Your objective: In the listing below, locate the line containing "Question. Locate the brown"; reproduce that line and all lines that follow it, unchanged.

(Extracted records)
* * *

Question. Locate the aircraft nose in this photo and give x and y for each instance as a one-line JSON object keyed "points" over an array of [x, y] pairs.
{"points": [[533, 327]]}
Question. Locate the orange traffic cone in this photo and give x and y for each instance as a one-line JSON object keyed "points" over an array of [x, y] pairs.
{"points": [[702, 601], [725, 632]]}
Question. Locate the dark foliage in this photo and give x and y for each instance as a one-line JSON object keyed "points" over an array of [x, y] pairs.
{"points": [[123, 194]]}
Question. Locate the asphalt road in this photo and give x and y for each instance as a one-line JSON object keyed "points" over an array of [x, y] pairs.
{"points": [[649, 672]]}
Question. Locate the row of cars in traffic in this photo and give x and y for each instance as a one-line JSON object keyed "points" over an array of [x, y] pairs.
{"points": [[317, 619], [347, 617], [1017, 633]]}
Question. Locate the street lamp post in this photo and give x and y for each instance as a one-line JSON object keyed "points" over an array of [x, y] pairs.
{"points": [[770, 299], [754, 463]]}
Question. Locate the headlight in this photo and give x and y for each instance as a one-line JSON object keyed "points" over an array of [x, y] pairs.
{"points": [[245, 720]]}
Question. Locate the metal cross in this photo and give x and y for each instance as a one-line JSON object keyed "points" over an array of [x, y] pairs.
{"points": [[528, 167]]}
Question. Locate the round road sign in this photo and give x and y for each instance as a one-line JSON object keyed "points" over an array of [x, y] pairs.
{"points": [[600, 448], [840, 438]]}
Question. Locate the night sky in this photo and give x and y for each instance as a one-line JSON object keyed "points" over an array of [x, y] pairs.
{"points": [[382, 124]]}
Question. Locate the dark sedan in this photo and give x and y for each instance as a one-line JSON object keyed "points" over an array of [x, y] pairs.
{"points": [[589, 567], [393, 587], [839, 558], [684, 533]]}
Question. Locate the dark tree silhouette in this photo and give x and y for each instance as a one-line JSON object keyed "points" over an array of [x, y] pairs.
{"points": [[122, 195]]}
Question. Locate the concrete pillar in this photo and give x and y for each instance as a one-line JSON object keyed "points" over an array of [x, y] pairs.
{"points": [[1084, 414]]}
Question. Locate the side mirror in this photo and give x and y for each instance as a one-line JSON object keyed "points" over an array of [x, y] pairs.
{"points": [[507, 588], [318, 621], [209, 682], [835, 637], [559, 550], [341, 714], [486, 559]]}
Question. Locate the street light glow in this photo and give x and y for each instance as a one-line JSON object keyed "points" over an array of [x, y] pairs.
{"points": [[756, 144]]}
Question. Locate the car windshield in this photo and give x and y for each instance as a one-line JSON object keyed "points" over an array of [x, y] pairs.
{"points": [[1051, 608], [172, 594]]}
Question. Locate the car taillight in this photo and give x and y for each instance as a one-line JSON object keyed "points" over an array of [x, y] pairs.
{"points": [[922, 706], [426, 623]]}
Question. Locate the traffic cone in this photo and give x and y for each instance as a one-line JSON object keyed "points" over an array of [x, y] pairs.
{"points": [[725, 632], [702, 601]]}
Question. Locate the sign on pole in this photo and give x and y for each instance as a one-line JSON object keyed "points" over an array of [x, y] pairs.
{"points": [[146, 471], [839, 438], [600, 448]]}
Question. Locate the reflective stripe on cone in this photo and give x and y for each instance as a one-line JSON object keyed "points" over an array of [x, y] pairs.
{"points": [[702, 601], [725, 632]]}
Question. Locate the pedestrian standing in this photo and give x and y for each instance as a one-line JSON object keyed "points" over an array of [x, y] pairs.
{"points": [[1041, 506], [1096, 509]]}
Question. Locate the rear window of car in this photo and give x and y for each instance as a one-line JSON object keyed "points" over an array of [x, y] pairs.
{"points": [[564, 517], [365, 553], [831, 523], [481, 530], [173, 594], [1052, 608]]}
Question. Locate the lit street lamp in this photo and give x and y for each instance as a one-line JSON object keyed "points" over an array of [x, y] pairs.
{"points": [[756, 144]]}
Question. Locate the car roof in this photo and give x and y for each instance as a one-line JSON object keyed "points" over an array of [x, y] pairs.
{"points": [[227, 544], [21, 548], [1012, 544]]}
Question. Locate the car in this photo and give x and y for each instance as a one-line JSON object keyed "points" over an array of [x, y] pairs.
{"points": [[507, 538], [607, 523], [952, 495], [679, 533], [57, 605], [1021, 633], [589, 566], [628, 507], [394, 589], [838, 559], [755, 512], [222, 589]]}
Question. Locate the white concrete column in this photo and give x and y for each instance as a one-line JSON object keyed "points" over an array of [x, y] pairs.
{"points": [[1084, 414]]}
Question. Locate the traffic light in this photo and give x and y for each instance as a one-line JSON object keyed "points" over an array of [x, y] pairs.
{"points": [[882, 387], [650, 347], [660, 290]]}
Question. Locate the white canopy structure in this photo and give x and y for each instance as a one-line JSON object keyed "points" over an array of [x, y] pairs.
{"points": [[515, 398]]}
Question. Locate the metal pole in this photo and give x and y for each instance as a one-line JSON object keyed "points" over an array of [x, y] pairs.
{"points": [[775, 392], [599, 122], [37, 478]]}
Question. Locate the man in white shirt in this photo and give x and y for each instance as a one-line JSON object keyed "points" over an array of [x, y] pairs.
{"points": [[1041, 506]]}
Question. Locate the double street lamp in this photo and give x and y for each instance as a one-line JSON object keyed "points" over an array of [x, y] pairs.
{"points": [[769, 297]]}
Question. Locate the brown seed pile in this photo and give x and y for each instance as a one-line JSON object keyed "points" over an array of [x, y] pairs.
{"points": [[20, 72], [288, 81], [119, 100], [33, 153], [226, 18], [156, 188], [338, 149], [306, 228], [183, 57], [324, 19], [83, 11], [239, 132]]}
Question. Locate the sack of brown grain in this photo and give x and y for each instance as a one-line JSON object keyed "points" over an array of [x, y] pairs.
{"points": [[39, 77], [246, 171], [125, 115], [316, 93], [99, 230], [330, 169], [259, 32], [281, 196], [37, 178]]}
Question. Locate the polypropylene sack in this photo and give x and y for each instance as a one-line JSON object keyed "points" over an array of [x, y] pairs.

* * *

Task answer:
Question. Locate the brown seed pile in this photo and give x and y for each instance as a one-line JSON object keyed "points" over an array of [x, y] pairs.
{"points": [[20, 72], [288, 81], [119, 100], [33, 153], [226, 18], [156, 188], [338, 149], [306, 228], [183, 57], [324, 19], [83, 11], [239, 132]]}
Question. Locate the sack of brown grain in this photo and give x and y for each instance as a one-line JSON object keyed "points" over an array of [x, y] pairs.
{"points": [[39, 77], [246, 171], [125, 115], [316, 93], [99, 230], [330, 169], [259, 32], [281, 196], [37, 178]]}
Question. Locate the polypropylene sack in this photo and give x and y for each instance as a one-line JSON object keyed "points" over an array of [x, y] pairs.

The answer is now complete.